Задача ::
Ответьте по фрагменту текста ниже на три вопроса:
(a) В каком журнале и в каком его номере опубликован этот фрагмент текста?
(b) Как называется обзор литературной критики, на который появились сетевые отклики?
(c) В каком издании вышла статья Владимира Губайловского и как она озаглавлена?

Фрагмент текста ::
☆ ☆ ☆ ☆ ☆
Опубликовано в журнале Знамя, номер 7, 2003
Горизонты бытия не спешат раскрыться. Современный человек теряет чувство вечности. У всех морей и океанов есть берега, есть конец у тайги, степей и пустынь, и безбрежность ушла из нашего опыта. И лишь Сеть — это тревожное пространство свободы — намекает нам на беспредельность, на постоянное присутствие бесконечного. Сеть — сфера риска, точка встречи с небывалым, неведомым. Это перманентный фронтир, хроническая сталкериада. Завсегдатай Сети — сам себе космонавт, катапультирующийся во вселенную. Сеть раскрепощает и улавливает, искушает свободой, соблазнами безнаказанного творчества. Но чем богаче эти возможности, тем они, наверное, опаснее. Чем безмятежней полет, тем больнее падение. Сеть дает личности максимальный ресурс самореализации — но и грозит потерей личностного основания, потерей авторского я. Иначе сказать, Сеть — довольно подходящее место для участия Бога и дьявола в человеческих делах.
…Это, если угодно, резюме впечатлений, полученных мною от сетевых откликов на мой обзор литературной критики в русском Интернете “Критик в Сети” (“Знамя”, № 3; http://magazines.russ.ru/znamia/2003/3/erm.html). Цель моя была, скорее, ознакомительно-популяризаторская. Но оказалось, что я попал в такую среду, в которой дух дискуссии самовозрождается, как Феникс. А может быть, тема оказалась актуальной.
Авторы некоторых откликов на обзор в основном акцентируют мою пристрастность. Иногда (Инна Булкина, например, http://www.russ.ru/krug/period/20030325_bulk.html) это просто констатируют. Другие меня журят и даже клеймят. Не думаю, что пристрастность — криминал. Что ж делать, критик по роду своих занятий призван договаривать до конца то, на что другие вправе только намекнуть. Он ложится на амбразуру, заранее предвкушая болевые ощущения в области сердца. Да ведь и сами мои оппоненты куда как пристрастны. Но дьявол таится в деталях.
Взыскательность и требовательность авторов откликов не превзошла моих ожиданий. Собственно, это стандарт сетевой жизни, о чем пишет и автор самого, пожалуй, принципиального аналитического отзыва Владимир Губайловский. Его статья появилась в “Русском журнале” (“Игры формального мира”: http://www.russ.ru/krug/20030327_gub.html). Струение его мыслей имеет одну центральную точку. Губайловского занимает качество автора в сетевой критике. И застает он автора в троякой ситуации.
☆ ☆ ☆ ☆ ☆
Выдержки из набора данных с указаниями:
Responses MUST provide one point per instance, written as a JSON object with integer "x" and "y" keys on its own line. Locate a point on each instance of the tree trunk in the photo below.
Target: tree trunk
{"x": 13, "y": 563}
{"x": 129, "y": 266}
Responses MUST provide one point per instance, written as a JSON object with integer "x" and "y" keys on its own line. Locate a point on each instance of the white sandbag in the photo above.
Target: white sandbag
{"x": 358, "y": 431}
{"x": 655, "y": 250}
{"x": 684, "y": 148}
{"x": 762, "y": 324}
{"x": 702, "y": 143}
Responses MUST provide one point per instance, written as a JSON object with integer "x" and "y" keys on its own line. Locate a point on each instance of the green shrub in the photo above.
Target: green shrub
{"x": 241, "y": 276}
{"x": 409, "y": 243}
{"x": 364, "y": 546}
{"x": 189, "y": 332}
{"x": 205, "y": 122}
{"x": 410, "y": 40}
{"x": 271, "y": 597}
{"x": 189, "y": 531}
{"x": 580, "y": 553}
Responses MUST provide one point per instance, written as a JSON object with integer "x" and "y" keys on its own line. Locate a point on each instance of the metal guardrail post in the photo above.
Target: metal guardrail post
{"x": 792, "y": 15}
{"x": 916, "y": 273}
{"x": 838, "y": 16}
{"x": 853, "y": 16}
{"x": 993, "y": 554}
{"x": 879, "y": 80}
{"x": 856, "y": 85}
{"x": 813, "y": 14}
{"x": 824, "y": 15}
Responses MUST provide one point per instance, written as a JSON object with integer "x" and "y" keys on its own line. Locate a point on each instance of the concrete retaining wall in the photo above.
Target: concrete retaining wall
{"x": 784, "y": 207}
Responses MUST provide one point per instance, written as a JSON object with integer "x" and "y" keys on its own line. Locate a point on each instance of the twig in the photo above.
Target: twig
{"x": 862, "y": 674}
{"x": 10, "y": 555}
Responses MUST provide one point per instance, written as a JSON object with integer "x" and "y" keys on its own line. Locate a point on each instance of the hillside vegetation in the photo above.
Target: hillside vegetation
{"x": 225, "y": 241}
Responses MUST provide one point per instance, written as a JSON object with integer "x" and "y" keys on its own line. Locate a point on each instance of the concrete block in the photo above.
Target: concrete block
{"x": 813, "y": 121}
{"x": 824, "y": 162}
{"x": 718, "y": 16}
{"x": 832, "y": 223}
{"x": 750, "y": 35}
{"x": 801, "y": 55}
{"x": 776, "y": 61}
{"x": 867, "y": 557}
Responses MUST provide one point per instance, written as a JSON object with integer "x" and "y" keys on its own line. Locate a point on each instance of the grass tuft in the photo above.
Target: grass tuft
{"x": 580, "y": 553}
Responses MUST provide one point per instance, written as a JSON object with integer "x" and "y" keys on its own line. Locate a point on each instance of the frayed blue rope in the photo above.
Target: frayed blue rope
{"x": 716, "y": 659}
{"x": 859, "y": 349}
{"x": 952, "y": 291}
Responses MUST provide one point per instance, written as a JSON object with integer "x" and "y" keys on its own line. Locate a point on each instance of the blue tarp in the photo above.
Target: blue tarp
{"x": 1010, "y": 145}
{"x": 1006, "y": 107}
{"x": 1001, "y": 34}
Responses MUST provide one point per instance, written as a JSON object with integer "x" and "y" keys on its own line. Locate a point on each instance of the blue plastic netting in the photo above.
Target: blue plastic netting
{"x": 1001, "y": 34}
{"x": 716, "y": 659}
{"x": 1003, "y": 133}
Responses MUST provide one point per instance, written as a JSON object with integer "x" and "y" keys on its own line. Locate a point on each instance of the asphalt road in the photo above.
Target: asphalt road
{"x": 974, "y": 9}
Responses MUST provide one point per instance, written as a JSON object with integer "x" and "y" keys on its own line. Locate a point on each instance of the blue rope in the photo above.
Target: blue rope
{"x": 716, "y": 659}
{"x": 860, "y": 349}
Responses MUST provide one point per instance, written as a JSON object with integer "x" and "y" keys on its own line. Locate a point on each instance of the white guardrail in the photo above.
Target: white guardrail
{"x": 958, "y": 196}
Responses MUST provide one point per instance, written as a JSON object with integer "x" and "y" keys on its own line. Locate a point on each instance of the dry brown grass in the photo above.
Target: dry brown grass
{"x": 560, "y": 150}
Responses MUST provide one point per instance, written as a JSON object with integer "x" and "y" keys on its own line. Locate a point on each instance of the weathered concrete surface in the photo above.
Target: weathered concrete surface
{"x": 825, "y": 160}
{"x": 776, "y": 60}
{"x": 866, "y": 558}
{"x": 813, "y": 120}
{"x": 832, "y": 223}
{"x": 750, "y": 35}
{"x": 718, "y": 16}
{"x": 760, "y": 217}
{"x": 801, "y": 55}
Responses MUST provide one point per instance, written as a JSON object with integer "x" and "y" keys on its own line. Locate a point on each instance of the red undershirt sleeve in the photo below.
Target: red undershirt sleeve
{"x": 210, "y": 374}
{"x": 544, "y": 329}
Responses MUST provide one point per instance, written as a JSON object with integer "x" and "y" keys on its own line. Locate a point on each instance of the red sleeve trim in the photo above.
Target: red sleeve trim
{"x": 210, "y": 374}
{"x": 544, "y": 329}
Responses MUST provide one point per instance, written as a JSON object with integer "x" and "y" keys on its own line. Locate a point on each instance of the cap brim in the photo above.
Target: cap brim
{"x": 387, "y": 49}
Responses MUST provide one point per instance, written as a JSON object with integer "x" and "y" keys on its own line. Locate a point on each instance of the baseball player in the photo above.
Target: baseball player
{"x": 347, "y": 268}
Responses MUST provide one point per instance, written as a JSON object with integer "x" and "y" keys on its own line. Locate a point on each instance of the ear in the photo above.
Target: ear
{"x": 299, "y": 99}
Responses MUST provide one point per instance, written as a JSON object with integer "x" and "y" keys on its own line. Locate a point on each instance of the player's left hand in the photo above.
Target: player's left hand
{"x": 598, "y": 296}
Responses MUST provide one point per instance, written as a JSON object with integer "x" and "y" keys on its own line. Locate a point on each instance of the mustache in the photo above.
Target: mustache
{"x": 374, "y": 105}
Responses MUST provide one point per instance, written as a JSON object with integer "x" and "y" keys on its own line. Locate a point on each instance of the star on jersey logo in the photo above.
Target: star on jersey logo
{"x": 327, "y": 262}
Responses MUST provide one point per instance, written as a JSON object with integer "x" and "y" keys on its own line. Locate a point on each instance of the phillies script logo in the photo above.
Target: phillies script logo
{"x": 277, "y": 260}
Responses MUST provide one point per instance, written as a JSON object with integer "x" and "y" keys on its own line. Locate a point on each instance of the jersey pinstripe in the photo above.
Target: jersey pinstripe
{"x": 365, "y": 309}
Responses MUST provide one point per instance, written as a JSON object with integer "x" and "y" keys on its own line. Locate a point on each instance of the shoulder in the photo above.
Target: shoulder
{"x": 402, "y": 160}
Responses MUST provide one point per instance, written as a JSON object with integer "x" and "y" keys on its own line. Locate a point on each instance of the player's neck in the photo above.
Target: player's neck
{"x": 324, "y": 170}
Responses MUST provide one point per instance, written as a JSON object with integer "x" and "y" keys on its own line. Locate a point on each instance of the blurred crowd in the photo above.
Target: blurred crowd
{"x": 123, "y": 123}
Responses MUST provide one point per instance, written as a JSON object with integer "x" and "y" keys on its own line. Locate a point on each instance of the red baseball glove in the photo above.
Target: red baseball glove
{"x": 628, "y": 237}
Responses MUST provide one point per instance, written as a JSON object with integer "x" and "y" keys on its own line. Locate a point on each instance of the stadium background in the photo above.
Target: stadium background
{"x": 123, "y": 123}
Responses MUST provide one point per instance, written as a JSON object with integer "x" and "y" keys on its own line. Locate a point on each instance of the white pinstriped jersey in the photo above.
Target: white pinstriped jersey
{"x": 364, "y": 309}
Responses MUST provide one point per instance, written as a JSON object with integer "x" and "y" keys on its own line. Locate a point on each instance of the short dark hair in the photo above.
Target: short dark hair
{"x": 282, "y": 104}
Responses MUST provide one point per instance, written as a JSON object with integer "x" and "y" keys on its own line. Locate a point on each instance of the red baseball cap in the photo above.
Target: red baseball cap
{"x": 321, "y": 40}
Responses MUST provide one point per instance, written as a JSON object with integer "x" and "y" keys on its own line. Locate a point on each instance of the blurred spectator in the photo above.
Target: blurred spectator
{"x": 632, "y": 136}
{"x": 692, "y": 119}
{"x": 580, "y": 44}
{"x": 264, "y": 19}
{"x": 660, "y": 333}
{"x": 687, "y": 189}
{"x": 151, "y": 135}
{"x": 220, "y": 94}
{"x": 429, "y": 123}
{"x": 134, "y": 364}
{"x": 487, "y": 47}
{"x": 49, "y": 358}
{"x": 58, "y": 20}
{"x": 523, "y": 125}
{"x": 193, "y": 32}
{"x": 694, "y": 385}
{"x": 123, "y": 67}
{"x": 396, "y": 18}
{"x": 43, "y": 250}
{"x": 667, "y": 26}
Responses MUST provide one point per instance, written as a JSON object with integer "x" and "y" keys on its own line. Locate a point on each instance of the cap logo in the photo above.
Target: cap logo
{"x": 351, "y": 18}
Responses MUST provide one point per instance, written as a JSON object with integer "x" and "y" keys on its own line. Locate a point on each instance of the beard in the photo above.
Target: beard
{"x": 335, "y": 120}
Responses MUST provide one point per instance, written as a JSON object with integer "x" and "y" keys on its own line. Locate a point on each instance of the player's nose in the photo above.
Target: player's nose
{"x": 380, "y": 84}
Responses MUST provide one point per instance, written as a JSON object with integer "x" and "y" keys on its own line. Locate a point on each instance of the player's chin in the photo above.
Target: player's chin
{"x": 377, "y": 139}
☆ ☆ ☆ ☆ ☆
Готовый ответ ::
(a) В журнале «Знамя», номер 7 за 2003 год.
(b) «Критик в Сети».
(c) В «Русском журнале», статья называется «Игры формального мира».